Thanks so much for your investigation.

Yes, MOBO has 2 PCI slots fed off the IT8893E.
This guy -
http://linux.derkeiler.com/Mailing-Lists/Debian/2005-08/3243.html  had a
similar problem 10yrs ago(!), fixed by disabling ACPI, I tried that
without any success.   I did extract the BIOS tables and
disassemble/reassemble them to see if there was anything obvious broken
there, and not much shows, a few warnings, AML is pretty indecipherable
stuff... I also tried fooling it with some Windows acpi_os_name's
matching those in the AML, without luck.

For kicks I spun up an old Win XP image today, and it recognised the PCI
bridge but may not have been able to see the BT878's behind, but then I
didn't have a reliable source for drivers for it.

Is there's something needing configuring in that Hint HB6/PCI6140
bridge?  When working, it loads the shpchp module, and it does advertise
itself as "non transparent" mode. The other difference is a latency of
64 in the working scenario, 32 when not. Not configurable on the AMI
BIOS unfortunately.

Thanks again
Richard


On 1/02/2016 19:06, Bjorn Helgaas wrote:
> On Sat, Jan 30, 2016 at 05:54:28PM +0000, Richard F wrote:
>> On 29/01/2016 16:24, Bjorn Helgaas wrote:
>>> On Thu, Jan 28, 2016 at 10:23:03AM +0000, Richard F wrote:
>>> Your topology looks a little strange:
>>>
>>>   00:1c.0 PCIe root port to [bus 01]    slot 0
>>>   00:1c.1 PCIe root port to [bus 02]    slot 1
>>>   00:1c.2 PCIe root port to [bus 03-05] slot 2
>>>   03:00.0 PCI bridge to [bus 04-05] (Integrated Technology Express)
>>>   04:01.0 PCI bridge to [bus 05] (Hint Corp)
>>>
>>> 00:1c.2 is a normal PCIe Root Port, so the device it's connected to
>>> *should* be a PCIe device, but 03:00.0 doesn't have a PCIe capability.
>>> Is this an adapter card of some kind?
>>
>> It's a motherboard bridge to get from PCIe to legacy PCI slots, quite a
>> few motherboards use it I think. It's not an adapter I plugged in.

# [Information shown]
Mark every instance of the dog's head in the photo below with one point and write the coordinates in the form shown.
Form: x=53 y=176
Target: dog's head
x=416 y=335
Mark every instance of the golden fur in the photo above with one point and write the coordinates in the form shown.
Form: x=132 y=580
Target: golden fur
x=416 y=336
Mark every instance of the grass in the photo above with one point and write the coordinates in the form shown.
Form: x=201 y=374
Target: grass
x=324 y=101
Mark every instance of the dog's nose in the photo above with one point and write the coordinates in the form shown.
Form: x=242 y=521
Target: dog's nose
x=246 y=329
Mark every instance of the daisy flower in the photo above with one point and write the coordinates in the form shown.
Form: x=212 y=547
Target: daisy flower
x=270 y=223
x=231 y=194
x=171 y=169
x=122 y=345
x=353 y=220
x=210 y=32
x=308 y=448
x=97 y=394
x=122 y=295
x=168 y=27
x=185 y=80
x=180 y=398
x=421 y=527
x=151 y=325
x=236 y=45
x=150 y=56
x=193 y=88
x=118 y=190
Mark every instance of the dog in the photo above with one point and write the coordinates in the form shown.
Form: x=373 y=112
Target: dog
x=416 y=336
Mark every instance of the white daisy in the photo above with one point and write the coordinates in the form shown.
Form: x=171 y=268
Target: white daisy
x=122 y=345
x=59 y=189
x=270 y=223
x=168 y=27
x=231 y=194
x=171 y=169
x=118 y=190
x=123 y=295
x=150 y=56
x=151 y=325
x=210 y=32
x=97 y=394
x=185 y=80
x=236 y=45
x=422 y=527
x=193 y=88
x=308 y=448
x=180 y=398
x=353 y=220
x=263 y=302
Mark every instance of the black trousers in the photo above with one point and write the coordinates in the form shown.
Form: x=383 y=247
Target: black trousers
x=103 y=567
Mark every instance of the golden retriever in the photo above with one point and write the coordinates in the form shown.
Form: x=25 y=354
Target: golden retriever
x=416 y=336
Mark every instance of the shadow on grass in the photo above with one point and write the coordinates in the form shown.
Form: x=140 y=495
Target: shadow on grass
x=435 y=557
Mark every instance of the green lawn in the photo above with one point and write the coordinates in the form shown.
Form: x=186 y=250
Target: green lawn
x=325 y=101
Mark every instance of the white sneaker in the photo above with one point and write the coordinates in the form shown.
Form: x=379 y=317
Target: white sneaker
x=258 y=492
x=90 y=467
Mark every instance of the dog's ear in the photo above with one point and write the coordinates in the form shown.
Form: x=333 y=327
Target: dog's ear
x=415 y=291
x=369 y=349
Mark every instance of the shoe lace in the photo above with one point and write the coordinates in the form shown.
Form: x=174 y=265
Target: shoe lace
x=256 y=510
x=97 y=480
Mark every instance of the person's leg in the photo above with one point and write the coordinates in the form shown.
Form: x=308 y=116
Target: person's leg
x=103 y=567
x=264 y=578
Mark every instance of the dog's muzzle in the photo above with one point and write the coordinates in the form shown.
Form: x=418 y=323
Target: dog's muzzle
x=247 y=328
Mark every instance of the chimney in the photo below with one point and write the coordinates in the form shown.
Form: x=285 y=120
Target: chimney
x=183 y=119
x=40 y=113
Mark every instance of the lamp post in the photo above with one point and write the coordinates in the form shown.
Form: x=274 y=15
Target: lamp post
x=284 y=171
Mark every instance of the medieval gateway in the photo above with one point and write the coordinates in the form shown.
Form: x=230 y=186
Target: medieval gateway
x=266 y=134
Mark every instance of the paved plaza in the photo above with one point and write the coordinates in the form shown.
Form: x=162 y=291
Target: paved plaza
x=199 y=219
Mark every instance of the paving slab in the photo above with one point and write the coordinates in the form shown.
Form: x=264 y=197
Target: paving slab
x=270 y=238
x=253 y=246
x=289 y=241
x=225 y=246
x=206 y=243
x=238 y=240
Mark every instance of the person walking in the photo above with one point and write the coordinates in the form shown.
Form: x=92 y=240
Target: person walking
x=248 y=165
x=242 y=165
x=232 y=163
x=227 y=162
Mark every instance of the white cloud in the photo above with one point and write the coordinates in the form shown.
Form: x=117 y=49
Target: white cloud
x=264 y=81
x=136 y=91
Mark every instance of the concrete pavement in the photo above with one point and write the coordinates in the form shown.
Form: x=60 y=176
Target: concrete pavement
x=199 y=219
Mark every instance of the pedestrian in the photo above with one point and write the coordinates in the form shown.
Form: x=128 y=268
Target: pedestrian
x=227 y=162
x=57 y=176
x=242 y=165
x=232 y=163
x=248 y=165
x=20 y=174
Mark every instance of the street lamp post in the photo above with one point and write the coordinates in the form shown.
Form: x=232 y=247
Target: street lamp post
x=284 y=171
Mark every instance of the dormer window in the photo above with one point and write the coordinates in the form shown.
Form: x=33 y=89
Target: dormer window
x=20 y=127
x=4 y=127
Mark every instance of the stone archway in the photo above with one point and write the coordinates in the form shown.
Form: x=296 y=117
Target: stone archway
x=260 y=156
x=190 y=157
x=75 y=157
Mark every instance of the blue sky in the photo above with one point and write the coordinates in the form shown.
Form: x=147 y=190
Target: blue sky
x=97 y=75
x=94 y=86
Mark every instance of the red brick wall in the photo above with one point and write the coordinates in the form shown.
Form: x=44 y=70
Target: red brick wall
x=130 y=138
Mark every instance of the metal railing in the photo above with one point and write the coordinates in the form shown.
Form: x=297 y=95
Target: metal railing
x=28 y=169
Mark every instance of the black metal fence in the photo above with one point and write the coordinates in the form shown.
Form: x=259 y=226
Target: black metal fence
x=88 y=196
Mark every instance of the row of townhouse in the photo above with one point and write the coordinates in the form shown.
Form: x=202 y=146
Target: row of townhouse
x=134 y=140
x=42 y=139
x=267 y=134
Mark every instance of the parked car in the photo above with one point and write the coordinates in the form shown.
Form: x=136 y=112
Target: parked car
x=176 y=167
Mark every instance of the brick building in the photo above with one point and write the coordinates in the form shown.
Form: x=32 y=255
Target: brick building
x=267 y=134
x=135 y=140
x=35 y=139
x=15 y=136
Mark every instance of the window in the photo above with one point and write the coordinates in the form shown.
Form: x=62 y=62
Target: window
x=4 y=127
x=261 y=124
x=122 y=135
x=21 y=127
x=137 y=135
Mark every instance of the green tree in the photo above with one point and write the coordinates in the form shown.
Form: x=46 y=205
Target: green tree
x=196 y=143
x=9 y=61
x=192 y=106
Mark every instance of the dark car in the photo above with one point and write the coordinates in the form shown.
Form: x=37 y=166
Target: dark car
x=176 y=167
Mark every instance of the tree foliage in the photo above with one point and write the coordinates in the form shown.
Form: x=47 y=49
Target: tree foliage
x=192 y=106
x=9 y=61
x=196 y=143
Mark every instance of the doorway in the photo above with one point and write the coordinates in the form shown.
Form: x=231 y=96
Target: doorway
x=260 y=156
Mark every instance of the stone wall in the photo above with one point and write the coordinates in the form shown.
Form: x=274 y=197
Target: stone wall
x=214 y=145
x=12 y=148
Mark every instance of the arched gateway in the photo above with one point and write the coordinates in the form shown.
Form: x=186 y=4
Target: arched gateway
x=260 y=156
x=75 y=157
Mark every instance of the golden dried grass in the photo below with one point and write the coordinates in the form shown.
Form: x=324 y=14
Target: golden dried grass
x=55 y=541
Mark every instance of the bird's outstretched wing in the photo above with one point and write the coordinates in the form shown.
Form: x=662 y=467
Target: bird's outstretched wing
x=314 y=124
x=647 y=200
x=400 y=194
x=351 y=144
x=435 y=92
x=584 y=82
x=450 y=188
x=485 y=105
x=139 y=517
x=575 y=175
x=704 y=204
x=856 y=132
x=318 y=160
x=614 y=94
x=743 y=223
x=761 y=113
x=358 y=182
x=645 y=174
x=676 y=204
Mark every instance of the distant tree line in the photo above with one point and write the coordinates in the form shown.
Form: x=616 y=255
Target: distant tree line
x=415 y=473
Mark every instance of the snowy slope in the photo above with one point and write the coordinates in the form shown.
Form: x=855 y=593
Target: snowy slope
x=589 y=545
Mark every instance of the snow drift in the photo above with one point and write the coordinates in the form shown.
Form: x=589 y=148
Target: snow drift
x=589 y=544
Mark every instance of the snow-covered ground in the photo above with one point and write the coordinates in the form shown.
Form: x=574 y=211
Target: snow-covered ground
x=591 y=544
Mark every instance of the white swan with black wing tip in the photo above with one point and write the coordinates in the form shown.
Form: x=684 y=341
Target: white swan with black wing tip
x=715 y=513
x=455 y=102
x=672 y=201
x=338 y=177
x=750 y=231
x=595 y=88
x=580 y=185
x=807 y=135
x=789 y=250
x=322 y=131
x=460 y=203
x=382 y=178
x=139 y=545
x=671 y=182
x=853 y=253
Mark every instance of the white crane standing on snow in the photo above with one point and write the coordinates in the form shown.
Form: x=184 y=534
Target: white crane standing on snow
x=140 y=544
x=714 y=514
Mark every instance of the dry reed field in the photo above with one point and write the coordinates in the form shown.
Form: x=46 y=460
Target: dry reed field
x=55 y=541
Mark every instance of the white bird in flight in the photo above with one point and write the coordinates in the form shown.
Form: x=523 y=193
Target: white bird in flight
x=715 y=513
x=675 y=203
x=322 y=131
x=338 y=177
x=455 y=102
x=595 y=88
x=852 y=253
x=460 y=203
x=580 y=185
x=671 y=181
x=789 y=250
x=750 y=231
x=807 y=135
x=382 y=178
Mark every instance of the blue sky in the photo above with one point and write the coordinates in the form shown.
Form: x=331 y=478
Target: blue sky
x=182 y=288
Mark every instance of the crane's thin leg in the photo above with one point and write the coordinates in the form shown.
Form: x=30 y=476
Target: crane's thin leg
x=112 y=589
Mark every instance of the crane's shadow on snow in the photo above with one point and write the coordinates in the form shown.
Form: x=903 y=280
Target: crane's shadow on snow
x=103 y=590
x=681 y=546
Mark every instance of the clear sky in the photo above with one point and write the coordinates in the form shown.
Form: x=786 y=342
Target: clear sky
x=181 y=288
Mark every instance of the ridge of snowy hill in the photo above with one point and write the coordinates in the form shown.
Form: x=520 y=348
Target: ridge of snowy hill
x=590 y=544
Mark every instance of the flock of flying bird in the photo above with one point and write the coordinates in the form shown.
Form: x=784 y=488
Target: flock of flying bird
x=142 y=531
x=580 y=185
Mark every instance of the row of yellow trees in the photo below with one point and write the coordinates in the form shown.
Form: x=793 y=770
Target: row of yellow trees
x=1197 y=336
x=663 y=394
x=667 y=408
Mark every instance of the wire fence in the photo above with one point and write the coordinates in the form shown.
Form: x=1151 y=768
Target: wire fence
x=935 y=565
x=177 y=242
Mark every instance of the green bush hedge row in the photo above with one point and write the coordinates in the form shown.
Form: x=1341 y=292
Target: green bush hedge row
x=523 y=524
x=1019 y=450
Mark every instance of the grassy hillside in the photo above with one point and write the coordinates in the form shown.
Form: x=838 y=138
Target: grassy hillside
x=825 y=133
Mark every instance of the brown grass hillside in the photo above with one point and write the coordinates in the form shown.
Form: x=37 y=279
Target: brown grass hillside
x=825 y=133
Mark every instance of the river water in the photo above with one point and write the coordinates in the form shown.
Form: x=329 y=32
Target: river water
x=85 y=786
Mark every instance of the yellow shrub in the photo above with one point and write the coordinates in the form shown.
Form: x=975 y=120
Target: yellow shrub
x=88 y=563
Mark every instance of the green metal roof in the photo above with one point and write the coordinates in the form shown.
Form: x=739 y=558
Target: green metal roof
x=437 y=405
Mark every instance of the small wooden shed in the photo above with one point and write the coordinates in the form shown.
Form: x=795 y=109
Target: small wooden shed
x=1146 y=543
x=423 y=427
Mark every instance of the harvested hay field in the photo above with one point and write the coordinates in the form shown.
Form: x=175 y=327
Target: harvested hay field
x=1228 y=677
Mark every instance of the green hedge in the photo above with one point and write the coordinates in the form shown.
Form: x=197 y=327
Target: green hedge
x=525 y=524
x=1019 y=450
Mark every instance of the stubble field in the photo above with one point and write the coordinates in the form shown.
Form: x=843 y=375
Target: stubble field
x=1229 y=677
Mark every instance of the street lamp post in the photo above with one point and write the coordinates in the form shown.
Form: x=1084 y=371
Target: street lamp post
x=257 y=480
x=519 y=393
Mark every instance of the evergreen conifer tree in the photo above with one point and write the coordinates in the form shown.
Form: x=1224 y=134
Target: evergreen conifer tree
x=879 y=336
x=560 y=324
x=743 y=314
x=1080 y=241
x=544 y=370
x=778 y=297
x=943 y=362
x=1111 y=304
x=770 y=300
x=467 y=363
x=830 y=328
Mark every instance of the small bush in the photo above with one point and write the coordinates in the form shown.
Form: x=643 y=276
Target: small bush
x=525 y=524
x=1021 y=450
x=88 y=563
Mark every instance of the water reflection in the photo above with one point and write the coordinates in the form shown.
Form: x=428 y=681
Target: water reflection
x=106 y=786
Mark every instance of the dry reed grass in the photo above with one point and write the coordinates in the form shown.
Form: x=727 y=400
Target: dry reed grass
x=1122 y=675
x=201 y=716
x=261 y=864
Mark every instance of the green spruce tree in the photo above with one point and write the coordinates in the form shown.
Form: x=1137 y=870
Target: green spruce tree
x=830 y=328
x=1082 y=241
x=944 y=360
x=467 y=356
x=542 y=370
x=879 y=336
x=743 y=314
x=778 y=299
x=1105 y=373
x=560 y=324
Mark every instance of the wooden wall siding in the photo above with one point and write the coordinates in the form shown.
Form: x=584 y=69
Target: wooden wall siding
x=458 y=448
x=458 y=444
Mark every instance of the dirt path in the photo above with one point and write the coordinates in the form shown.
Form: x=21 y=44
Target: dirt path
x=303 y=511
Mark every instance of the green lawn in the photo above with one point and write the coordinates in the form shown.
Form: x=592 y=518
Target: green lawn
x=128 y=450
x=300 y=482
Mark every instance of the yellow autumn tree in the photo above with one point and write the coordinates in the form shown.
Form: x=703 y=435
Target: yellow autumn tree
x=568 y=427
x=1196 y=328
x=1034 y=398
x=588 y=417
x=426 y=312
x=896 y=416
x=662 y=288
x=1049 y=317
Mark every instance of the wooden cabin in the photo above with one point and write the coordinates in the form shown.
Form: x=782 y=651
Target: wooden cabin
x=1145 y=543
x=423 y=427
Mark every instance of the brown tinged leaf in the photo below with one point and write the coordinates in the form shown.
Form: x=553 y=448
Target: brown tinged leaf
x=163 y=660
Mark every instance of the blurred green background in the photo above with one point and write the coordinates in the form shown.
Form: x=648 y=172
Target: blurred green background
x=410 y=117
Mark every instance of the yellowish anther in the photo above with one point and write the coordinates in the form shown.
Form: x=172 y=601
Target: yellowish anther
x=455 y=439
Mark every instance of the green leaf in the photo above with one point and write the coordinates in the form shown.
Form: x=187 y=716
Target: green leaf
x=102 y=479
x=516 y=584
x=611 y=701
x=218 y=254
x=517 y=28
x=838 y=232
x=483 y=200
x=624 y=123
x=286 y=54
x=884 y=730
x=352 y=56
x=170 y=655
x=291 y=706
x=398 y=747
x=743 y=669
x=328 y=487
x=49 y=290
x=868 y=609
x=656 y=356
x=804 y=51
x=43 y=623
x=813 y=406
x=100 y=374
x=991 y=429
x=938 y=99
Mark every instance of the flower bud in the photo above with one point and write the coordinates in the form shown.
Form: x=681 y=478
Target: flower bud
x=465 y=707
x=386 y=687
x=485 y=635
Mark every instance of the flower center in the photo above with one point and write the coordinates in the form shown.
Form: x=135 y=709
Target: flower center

# [To be done]
A. In the email about the PCI bridge, condense the paragraph beginning "For kicks I spun up" into a shorter version that keeps its main facts.
B. According to the email about the PCI bridge, what latency shows in the working scenario, and what shows when it doesn't work?

# [Exercise solutions]
A. An old Windows XP image recognized the PCI bridge but may not have seen the BT878s behind it. There was also no reliable source of drivers for them.

B. The latency is 64 when working and 32 when not.